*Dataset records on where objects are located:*
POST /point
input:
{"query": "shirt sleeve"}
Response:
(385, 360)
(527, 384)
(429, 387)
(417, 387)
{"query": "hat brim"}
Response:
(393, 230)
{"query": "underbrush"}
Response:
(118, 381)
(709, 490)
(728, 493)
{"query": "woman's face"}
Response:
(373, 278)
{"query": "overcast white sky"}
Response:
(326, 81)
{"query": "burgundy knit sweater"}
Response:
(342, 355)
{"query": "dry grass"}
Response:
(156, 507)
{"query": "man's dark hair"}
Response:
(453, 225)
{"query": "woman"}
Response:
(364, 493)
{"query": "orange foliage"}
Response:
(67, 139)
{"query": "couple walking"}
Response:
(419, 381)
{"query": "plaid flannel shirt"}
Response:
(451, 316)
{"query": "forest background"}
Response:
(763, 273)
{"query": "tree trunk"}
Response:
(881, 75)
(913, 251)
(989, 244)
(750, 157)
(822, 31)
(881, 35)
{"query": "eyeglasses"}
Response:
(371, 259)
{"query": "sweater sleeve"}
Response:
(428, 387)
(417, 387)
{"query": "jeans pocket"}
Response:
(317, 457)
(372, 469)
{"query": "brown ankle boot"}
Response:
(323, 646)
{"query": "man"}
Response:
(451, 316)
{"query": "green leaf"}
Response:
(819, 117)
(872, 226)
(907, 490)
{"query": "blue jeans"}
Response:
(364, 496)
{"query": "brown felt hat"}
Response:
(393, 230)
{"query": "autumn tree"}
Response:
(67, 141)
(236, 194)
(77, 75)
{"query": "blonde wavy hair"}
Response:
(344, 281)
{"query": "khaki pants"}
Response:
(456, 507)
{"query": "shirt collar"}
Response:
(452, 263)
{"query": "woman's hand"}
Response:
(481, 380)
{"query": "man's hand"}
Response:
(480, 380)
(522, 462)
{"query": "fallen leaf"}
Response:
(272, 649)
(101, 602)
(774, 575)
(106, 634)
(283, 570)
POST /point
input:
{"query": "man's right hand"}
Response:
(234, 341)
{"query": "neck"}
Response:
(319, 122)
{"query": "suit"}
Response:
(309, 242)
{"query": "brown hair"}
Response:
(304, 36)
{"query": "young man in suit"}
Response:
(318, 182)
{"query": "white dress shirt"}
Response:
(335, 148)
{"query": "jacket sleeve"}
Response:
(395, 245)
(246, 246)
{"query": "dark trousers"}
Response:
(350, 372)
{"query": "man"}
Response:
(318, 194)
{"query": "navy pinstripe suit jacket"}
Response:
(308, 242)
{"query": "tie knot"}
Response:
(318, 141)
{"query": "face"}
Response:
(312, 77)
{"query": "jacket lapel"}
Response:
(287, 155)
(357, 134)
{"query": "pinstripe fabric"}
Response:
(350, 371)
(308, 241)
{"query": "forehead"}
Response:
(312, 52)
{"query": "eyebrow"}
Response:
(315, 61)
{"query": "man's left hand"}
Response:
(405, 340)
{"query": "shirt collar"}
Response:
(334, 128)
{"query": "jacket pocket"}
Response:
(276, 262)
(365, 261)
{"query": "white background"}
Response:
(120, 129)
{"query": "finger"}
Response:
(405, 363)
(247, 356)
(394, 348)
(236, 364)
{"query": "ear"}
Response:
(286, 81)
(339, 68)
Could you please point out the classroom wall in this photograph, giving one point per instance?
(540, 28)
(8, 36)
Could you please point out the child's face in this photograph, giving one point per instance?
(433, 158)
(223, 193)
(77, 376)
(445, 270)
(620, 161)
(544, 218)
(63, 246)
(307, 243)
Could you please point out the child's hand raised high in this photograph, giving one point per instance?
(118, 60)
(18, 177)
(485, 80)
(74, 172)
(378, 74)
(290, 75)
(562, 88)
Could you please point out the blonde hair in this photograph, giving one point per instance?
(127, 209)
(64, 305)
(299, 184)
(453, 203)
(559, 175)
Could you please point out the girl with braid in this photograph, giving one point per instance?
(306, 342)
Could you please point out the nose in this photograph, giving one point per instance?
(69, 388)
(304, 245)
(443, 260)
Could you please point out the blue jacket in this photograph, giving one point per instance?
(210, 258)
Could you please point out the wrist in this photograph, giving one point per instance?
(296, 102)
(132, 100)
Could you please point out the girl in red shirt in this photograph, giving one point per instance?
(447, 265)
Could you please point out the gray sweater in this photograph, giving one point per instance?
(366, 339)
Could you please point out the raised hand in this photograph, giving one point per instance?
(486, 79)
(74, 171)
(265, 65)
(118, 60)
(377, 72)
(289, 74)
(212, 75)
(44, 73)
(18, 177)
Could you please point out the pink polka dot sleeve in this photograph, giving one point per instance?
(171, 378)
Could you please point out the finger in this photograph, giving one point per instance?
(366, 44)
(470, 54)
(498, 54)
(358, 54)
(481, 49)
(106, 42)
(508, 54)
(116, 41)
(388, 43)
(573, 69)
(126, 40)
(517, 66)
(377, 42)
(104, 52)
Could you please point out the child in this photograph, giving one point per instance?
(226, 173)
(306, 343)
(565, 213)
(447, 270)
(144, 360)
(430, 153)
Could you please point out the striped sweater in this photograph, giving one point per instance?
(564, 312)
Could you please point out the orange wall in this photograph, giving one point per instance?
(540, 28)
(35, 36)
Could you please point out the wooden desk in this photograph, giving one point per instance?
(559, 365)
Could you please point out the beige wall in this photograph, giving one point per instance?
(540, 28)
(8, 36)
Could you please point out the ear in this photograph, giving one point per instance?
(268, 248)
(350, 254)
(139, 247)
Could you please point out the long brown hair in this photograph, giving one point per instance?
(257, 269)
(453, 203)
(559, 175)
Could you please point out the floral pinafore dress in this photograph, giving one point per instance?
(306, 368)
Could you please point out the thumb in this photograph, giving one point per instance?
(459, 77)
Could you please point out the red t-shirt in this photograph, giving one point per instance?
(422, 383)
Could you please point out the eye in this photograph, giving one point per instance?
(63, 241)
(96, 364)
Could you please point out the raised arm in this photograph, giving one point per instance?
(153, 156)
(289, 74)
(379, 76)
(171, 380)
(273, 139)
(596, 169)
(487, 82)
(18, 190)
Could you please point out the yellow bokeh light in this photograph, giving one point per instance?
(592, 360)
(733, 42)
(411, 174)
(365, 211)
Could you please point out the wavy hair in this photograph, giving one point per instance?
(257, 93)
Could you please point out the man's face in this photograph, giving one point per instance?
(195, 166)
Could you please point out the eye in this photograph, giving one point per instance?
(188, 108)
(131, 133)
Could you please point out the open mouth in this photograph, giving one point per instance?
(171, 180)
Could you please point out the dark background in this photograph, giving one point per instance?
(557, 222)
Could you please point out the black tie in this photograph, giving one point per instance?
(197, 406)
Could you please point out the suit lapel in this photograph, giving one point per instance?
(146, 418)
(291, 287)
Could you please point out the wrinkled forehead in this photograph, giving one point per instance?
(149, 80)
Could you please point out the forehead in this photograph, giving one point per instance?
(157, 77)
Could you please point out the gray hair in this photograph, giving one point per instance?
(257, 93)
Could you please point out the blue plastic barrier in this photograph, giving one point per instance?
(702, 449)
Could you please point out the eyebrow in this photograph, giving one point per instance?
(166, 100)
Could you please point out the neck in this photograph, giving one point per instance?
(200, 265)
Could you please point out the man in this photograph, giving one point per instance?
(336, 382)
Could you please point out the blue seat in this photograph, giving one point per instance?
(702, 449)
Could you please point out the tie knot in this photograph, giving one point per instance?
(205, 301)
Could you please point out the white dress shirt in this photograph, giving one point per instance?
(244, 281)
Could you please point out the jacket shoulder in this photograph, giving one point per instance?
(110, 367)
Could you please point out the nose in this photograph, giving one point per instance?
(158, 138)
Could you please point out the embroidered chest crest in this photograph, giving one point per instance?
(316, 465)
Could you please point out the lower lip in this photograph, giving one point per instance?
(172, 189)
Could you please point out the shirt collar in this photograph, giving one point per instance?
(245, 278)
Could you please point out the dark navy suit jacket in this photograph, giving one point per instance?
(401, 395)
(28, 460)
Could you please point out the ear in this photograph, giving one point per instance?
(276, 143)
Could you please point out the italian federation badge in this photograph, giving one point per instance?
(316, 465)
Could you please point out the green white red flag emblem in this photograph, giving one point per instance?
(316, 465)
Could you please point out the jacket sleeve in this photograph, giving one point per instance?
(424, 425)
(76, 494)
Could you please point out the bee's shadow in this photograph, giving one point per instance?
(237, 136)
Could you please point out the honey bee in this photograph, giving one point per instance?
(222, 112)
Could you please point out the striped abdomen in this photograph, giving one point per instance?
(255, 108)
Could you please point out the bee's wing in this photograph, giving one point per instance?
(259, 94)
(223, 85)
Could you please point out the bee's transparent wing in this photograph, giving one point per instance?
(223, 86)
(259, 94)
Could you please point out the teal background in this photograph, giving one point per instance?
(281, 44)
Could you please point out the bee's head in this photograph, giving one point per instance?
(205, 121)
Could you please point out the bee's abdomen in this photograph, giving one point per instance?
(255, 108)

*Set exercise:* Copy the lines verbatim, beginning at the line that contains "Could you please point out the bee's head" and continuing through the last line of the records.

*The output:*
Could you please point out the bee's head in this photograph, giving one point per instance?
(205, 121)
Could you please point out the bee's abdomen in this photograph, giving one point per instance?
(255, 108)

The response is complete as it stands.